_Listed entries_
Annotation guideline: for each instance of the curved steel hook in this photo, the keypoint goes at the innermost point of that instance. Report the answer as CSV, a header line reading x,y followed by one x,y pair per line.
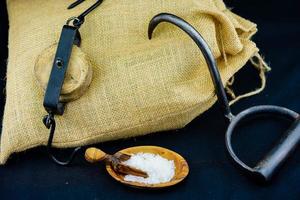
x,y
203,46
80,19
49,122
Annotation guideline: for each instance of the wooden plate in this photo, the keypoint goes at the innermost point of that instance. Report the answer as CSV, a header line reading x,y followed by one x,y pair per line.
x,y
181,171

--

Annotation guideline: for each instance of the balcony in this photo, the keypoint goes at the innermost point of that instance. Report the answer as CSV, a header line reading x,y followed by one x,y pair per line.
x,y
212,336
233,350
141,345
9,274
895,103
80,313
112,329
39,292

* * *

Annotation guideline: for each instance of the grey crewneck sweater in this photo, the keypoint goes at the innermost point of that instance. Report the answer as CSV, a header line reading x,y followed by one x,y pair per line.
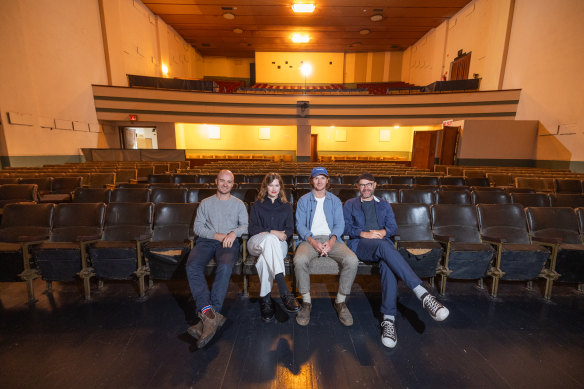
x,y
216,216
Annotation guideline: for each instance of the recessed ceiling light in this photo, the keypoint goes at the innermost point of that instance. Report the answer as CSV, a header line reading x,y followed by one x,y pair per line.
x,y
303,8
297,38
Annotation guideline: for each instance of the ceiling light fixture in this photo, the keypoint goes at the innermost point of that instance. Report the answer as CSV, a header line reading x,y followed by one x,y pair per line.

_The problem_
Output only an exact transcription of the lines above from the one with "Annotation guideline: for each instance of the recessed" up to and including the one with "Annotation guideline: for each instance of the ceiling".

_Exercise output_
Annotation guideline: for each instance of the recessed ceiling light in this photo, the keypoint goes at the innermost point of that instance. Report the answer as CSV, a header line reading x,y followed by one x,y pair per line.
x,y
303,8
297,38
Annotation guideline: for each instance of the ceiling light fixture in this photo, the keypoint goes at the innermost point of that instance. Report the answer as CSV, a header line reading x,y followed by one x,y pair per line.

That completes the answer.